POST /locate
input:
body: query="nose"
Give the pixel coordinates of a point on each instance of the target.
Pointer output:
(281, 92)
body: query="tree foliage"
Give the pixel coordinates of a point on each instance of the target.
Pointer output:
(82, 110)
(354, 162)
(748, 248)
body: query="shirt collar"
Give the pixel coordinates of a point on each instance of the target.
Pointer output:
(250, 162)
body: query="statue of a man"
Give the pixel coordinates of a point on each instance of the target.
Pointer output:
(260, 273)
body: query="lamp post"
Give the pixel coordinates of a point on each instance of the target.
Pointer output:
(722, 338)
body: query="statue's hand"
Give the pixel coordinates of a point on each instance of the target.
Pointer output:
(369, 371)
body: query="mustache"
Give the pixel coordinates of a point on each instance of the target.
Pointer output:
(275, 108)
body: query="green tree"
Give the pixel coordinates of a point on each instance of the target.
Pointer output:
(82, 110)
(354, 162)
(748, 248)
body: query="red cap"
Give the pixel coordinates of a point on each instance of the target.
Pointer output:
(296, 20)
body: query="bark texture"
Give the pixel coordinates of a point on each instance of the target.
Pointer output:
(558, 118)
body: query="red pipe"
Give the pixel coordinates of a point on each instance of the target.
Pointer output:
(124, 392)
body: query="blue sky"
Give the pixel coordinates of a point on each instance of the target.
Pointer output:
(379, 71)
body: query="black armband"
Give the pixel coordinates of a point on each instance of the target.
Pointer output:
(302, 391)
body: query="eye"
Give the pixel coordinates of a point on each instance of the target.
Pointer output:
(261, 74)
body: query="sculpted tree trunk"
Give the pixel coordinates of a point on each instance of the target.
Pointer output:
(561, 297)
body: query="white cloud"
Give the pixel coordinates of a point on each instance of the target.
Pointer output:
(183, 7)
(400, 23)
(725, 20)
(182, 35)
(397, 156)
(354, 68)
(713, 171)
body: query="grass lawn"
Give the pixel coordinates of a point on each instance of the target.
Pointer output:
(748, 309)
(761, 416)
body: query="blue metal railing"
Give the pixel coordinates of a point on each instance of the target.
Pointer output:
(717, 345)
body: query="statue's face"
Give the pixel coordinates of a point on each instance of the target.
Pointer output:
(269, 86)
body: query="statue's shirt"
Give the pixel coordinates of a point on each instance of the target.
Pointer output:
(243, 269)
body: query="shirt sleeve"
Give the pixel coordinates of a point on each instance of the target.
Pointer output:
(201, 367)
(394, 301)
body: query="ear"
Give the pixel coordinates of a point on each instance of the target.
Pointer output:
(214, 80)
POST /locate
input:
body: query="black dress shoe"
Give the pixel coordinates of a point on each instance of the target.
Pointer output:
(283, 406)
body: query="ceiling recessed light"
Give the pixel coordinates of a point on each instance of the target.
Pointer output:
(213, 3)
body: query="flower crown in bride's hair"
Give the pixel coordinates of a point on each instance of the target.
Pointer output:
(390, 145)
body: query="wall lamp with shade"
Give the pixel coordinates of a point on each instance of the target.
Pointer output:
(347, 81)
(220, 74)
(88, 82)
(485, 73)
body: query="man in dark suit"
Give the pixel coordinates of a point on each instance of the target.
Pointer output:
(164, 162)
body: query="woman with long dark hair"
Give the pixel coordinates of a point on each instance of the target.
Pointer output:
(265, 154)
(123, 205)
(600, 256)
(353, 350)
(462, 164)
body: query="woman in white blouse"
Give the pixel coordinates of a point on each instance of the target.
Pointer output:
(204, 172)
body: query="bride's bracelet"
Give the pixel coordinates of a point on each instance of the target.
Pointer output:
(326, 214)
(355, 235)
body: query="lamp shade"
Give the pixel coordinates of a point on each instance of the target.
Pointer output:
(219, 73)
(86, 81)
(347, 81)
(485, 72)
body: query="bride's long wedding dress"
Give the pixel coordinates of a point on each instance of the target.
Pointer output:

○ ○ ○ ○ ○

[YOUR GOAL]:
Out of the entries, pull every line that mentions "hair".

[REPLY TO THE TASK]:
body: query="flower crown in bride's hair"
body: query="woman with long dark hair"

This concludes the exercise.